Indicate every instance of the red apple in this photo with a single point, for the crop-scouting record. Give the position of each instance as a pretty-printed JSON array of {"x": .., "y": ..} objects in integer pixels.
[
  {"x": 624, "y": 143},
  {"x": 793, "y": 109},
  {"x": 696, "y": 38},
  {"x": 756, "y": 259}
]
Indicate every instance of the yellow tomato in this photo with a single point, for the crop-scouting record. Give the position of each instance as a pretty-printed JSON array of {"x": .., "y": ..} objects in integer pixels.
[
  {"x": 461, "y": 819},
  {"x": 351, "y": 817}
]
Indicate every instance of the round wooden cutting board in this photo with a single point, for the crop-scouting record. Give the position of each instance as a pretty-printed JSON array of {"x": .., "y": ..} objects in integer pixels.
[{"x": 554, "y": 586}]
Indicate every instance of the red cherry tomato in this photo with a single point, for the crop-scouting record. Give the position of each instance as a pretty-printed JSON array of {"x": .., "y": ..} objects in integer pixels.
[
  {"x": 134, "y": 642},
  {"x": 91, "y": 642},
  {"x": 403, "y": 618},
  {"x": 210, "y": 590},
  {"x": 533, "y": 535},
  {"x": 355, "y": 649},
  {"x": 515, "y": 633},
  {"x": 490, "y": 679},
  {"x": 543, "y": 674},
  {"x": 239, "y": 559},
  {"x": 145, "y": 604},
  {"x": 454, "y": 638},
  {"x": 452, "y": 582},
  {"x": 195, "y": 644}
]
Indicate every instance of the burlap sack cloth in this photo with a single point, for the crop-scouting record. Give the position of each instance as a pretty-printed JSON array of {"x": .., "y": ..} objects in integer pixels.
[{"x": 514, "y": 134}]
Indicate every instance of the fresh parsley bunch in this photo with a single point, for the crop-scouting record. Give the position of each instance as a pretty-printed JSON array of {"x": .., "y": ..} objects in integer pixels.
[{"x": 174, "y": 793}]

▶ REQUIREMENT
Make an exact copy of the data above.

▶ ANSWER
Indicate every instance of the red apple in this photo with a single point, for the crop-scouting record. Give the position of each instance as a pretty-printed JSON array of {"x": .., "y": ..} objects in integer pixels.
[
  {"x": 624, "y": 143},
  {"x": 793, "y": 109},
  {"x": 696, "y": 38},
  {"x": 756, "y": 259}
]
Indicate every instance of the yellow tomato in this photo with a single point, for the crop-scouting record. Give the position of each instance as a pretty-printed JSON array of {"x": .., "y": ..} objects in integer pixels.
[
  {"x": 461, "y": 819},
  {"x": 351, "y": 817}
]
Indicate every instance of the round wooden cutting board in this photo with a single point, for the crop-scouting record. Give the position of each instance as a pretty-printed JSON array of {"x": .., "y": ..} objects in integer pixels.
[{"x": 554, "y": 586}]
Indicate every instance of the red cherry tomato in this photo with a single point, for the crop-scouting record. Give the position of each instance as a pretty-printed JSON array of {"x": .., "y": ..} objects in integer pixels.
[
  {"x": 134, "y": 642},
  {"x": 91, "y": 642},
  {"x": 403, "y": 618},
  {"x": 210, "y": 590},
  {"x": 533, "y": 535},
  {"x": 355, "y": 649},
  {"x": 515, "y": 633},
  {"x": 490, "y": 679},
  {"x": 543, "y": 674},
  {"x": 239, "y": 559},
  {"x": 145, "y": 604},
  {"x": 454, "y": 638},
  {"x": 452, "y": 582},
  {"x": 195, "y": 644}
]
Indicate every instance of the burlap sack cloth in this photo with a single point, for the crop-scouting record. Give the position of each instance as a pretty-printed JSON array of {"x": .., "y": ..} objects in integer pixels.
[{"x": 514, "y": 134}]
Indicate every instance of the fresh parsley bunch in this photo with a single point, for the crop-scouting record. Give the position of each instance as a pretty-printed JSON array of {"x": .., "y": ..} objects in integer pixels.
[{"x": 174, "y": 793}]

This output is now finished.